- SET PROBLEM
From the forum thread on URL encoding below, list each distinct percent-encoded string given as a result for "中文", naming each only once.

- DOCUMENT PASSAGE
···
Javascript's encodeURIComponent works differently from CGI.eacape or
ERB::Util.u.
Well the difference is that the javascript stuff is produced UTF16 and
the ruby UTF8 (although the documentation I can find suggests that the
javascript should also be producing utf8).
for example:
encodeURIComponent('中文') = '%D6%D0%CE%C4'
>> CGI.escape("中文")
=> "%E4%B8%AD%E6%96%87">> ERB::Util.u("中文")
=> "%E4%B8%AD%E6%96%87"
Is there any way to get the same encoded result with ruby code?
The are various libraries for messing around with string encodings,
including iconv, and pack/unpack have some specifiers that are
relevant for unicode stuff, and rails itself also has various unicode
utilities in it.
Frederick Cheung wrote:
> Well the difference is that the javascript stuff is produced UTF16 and
> the ruby UTF8 (although the documentation I can find suggests that the
> javascript should also be producing utf8).ith ruby code?
Thank you for your replied. May be it is the true. But how can the utf16
encodeURIComponent result to be the shorter?
Because for double byte characters utf16 is shorter than utf8.
> The are various libraries for messing around with string encodings,
> including iconv, and pack/unpack have some specifiers that are
> relevant for unicode stuff, and rails itself also has various unicode
> utilities in it.
I tried to encode the string to utf-16 encoding before passing it to
CGI.escape(), But I don't have any luck to production the same result as
encodeURIComponent did. ( I got "%FE%FFN-e%87" from "中文")
Frederick Cheung wrote:
> Those aren't playing with encodings which is apparently the issue
> here. Why does it matter anyway?
···
- Annotated coordinate records

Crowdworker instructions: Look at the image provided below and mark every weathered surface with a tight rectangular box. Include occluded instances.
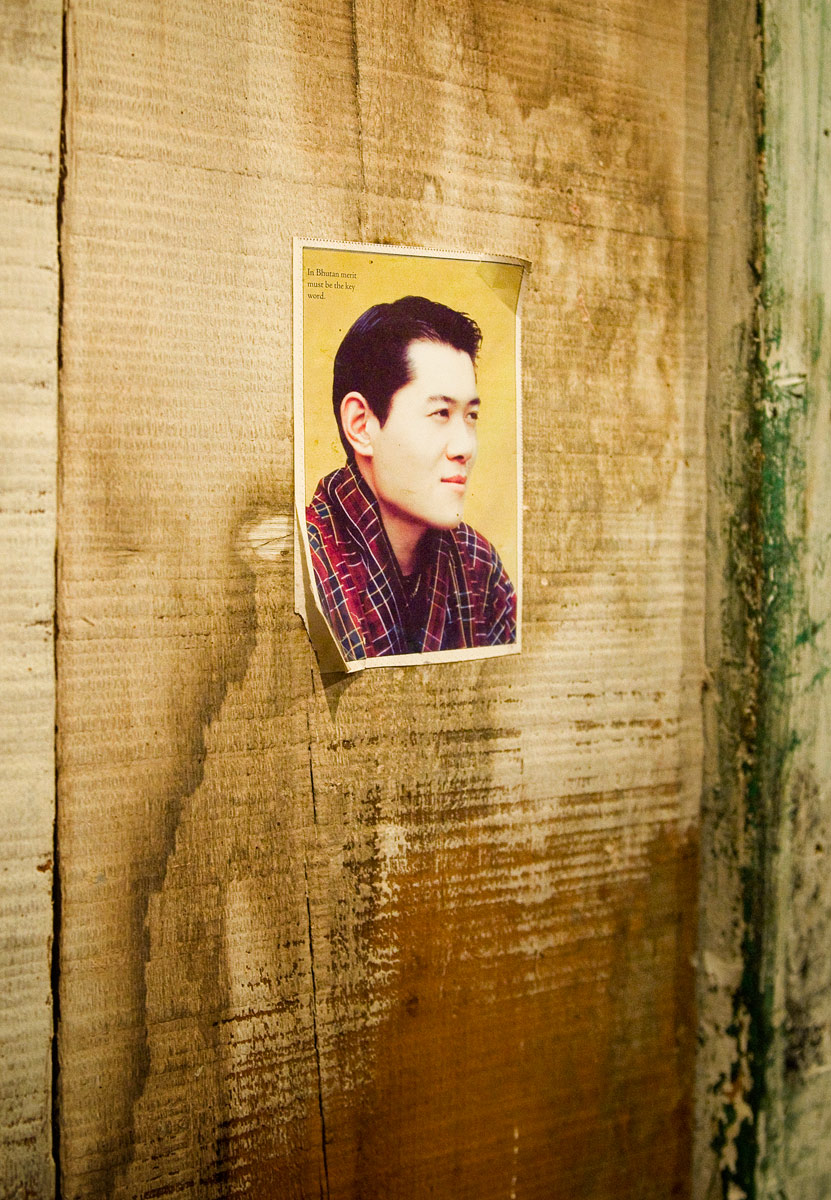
[758,0,831,1200]
[59,0,705,1200]
[0,0,61,1198]
[694,0,761,1200]
[697,0,831,1200]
···
- WRITTEN SOLUTION
- %D6%D0%CE%C4
- %E4%B8%AD%E6%96%87
- %FE%FFN-e%87